**Jobs**
1. Sum up the Sentra taillight thread in two sentences.
2. Copy the stretch of the Sentra taillight thread from "# Sentra JDM" through "witout the reflector)" word for word.

# Sentra JDM Taillights How much would you pay?



## p_reed (Jul 5, 2004)

I am wondering, how much would people pay for lucino, and sentra Actual JDM taillights? im thinking around $350 for the lucinos, and $500 for the sentra tail lights (including the rear reflector) ($350 witout the reflector)
http://www.chiangmaicar.com/content/boards/304282.html#lg


----------



## samo (Apr 30, 2002)

At those prices, I wish you luck.


----------



## p_reed (Jul 5, 2004)

where else are you going to find jdm sentra tails?
Besides thats why i made this post how much will people pay?


----------



## samo (Apr 30, 2002)

I'm not criticizing the idea.

I just know that Nissan owners, in general, are a bunch of cheap, ghetto bastards that want a dollar for fifty cents and certainly won't pay for quality parts, JDM or not.

Find me JDM L-series Subaru corner lights, and we'll talk.


----------



## pete? (Jul 6, 2004)

samo said:


> I'm not criticizing the idea.
> 
> I just know that Nissan owners, in general, are a bunch of cheap, ghetto bastards that want a dollar for fifty cents and certainly won't pay for quality parts, JDM or not.
> 
> Find me JDM L-series Subaru corner lights, and we'll talk.


............... :thumbup: youv got us down to a T lol but if needed ill spend the extra cash for good parts if i can DIY it in the first place <that is only for cosmetic stuff) i dont diy my own performance parts lol.


----------



## Binger (Aug 29, 2002)

Maybe Liuspeed should look in to geting the tails imported inaddition to the JDM headlights.


----------



## LIUSPEED (May 29, 2002)

naw they arent really worth me importing them for no one really gonna buy them.. it not worth it if only one or 2 people just wants them


----------

**Provided records**
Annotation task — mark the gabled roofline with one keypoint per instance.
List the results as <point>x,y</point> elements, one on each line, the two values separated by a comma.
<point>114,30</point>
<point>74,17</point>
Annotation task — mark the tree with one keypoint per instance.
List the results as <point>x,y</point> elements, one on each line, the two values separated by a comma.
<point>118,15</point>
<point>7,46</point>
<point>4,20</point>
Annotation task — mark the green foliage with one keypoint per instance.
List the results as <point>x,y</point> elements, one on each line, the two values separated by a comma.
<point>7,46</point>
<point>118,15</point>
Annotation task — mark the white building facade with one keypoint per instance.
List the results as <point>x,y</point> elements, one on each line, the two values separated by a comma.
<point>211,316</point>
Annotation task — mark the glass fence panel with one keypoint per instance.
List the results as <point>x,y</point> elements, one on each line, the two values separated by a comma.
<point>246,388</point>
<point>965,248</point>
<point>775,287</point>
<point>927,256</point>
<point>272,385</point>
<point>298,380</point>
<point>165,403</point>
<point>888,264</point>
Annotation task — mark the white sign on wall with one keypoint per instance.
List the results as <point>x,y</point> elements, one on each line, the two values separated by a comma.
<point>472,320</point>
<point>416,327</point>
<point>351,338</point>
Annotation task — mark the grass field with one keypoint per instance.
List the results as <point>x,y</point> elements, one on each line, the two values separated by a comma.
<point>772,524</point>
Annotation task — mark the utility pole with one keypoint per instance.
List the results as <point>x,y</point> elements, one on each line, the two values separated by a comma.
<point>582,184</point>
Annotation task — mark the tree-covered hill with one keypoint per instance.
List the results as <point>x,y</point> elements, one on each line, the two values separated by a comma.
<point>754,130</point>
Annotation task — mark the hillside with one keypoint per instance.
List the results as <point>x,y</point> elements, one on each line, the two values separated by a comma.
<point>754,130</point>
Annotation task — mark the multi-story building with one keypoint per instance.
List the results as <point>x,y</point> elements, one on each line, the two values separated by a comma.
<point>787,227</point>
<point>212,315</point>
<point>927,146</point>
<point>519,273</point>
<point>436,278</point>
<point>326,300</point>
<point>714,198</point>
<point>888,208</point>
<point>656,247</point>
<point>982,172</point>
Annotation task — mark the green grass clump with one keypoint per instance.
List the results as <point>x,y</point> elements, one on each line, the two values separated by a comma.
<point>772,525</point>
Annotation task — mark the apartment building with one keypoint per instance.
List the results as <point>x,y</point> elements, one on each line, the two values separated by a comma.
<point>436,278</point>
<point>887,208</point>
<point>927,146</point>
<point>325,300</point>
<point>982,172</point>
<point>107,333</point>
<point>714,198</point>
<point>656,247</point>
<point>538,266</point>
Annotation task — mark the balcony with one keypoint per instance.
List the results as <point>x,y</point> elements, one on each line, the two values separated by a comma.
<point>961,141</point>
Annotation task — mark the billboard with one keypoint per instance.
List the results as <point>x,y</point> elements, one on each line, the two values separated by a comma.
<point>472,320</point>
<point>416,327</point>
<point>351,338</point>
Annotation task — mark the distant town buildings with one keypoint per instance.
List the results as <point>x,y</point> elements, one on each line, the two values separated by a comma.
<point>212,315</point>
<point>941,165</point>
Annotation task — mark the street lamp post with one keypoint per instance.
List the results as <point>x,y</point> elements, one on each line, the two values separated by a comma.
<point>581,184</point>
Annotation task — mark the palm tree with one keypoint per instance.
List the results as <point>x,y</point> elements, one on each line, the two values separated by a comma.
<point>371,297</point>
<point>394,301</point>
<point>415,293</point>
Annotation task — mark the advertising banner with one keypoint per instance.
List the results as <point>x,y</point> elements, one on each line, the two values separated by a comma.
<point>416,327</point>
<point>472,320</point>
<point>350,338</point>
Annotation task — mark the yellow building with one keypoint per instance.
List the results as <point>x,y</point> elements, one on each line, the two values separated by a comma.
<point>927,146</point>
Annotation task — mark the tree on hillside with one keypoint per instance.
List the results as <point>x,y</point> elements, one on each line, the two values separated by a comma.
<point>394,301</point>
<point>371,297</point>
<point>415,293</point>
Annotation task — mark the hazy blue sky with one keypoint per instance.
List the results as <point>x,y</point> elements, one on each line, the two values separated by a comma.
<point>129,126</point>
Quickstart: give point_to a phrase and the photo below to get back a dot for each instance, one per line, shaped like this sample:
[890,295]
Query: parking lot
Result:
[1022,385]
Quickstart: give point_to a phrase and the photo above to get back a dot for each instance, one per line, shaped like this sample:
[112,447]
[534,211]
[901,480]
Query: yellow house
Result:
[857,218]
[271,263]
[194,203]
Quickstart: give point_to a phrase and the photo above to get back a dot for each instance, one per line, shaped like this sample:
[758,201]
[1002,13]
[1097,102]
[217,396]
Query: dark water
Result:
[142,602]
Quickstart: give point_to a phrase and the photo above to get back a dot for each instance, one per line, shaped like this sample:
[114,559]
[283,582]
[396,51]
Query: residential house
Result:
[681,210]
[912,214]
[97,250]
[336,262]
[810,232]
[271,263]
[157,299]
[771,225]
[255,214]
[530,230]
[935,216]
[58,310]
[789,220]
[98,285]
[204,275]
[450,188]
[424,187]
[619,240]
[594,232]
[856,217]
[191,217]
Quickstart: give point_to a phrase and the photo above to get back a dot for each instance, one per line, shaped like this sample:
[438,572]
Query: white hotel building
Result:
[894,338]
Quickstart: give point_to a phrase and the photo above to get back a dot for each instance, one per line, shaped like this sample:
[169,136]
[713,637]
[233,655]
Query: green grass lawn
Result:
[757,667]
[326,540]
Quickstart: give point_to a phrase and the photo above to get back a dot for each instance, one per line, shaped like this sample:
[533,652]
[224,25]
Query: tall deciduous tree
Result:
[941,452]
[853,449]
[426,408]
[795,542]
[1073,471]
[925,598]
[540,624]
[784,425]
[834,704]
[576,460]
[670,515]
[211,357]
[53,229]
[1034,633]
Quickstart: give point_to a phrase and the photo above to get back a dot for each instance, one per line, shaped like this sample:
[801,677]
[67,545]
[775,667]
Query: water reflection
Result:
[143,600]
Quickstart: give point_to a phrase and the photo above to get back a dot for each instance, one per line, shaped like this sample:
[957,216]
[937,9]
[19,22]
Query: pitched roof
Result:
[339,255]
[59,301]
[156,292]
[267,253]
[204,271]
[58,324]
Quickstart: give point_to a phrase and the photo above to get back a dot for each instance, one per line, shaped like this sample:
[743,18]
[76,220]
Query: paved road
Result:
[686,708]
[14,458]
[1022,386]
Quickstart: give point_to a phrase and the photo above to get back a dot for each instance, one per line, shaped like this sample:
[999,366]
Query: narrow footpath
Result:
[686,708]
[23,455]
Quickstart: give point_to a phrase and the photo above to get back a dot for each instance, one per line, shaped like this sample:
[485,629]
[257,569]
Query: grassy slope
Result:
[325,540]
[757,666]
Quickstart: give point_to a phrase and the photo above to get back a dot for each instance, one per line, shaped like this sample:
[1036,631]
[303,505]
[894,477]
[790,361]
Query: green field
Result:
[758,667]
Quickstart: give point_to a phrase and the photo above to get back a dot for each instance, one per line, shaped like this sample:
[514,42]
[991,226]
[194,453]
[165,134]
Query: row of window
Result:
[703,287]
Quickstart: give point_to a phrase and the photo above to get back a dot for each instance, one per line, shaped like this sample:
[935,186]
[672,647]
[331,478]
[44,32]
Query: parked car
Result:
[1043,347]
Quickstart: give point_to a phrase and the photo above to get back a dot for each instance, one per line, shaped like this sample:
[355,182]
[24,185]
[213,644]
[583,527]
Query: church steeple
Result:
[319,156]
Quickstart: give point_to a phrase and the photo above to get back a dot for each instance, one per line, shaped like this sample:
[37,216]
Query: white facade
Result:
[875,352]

**Answers in order**
1. p_reed asks how much people would pay for genuine JDM Lucino and Sentra taillights, suggesting about $350 for the Lucinos and $500 for the Sentra lights with the rear reflector. samo doubts those prices will sell because Nissan owners generally won't pay for quality parts, and LIUSPEED says importing the taillights isn't worth it when only one or two people want them.

2.
# Sentra JDM Taillights How much would you pay?



## p_reed (Jul 5, 2004)

I am wondering, how much would people pay for lucino, and sentra Actual JDM taillights? im thinking around $350 for the lucinos, and $500 for the sentra tail lights (including the rear reflector) ($350 witout the reflector)